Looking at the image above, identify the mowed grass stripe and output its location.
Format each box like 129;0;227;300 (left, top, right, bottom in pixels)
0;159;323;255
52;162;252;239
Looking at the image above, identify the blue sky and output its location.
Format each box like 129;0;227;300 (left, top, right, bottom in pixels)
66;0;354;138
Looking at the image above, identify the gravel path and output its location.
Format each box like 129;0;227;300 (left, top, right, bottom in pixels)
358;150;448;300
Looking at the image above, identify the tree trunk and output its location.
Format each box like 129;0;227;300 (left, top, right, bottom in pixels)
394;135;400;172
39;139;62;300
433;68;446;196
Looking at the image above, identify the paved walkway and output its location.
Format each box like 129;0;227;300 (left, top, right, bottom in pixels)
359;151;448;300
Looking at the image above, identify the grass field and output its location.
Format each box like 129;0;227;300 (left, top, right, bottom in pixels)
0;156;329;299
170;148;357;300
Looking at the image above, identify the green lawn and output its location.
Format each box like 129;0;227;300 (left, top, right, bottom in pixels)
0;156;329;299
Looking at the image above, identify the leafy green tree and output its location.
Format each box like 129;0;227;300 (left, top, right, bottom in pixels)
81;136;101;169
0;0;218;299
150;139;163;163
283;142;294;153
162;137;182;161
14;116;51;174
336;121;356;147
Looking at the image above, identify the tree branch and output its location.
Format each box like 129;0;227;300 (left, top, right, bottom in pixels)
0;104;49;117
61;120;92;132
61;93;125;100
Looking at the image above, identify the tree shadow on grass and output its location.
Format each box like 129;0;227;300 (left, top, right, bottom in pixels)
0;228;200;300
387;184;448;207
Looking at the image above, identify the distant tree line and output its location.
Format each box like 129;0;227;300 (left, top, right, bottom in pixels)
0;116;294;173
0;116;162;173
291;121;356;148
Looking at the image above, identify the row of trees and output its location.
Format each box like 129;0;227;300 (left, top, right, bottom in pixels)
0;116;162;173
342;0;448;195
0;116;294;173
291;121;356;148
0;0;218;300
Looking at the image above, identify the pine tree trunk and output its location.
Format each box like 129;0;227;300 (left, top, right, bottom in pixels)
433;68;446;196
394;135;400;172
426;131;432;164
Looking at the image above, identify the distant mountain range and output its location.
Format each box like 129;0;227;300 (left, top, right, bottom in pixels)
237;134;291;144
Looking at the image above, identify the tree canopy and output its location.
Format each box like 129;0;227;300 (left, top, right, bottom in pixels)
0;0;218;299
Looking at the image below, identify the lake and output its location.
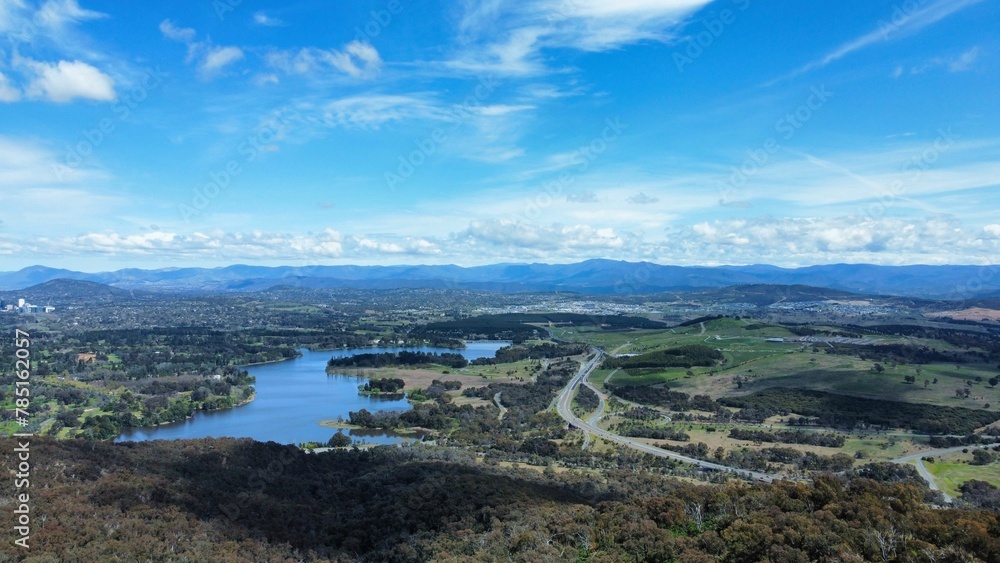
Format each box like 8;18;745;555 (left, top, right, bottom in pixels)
115;341;510;444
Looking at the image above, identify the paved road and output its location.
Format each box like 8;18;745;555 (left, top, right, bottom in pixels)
582;377;608;450
493;391;507;420
556;350;783;482
892;444;998;502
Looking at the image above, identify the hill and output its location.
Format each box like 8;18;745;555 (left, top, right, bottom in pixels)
0;259;1000;300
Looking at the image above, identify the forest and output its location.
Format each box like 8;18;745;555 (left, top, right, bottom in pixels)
0;438;1000;563
326;350;469;370
719;388;1000;434
601;344;726;370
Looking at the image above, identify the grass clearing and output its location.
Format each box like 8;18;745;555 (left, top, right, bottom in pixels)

- - - -

• [Exercise]:
Rewrite the records from their first line through the line that contains "358;150;448;300", keeping the requests, and scale every bounding-box coordinate in the answers by 2.1, rounding to whole numbers with halves going up. Leave the numbers in the requests and their format samples as they are.

• [Reply]:
Looking at the image above, identify the mowed grass stripe and output its location.
Format each box like 129;0;227;300 (left, top, right, bottom in pixels)
0;334;678;536
109;340;529;502
Looking at the image above, identify the blue sky and output its location.
Format each box like 129;0;227;300 (left, top, right, bottom in pixels)
139;0;743;290
Looking at the image above, identify the gravel path and output its location.
Format each box like 129;0;227;300 (left, top, right, bottom in pixels)
752;315;941;630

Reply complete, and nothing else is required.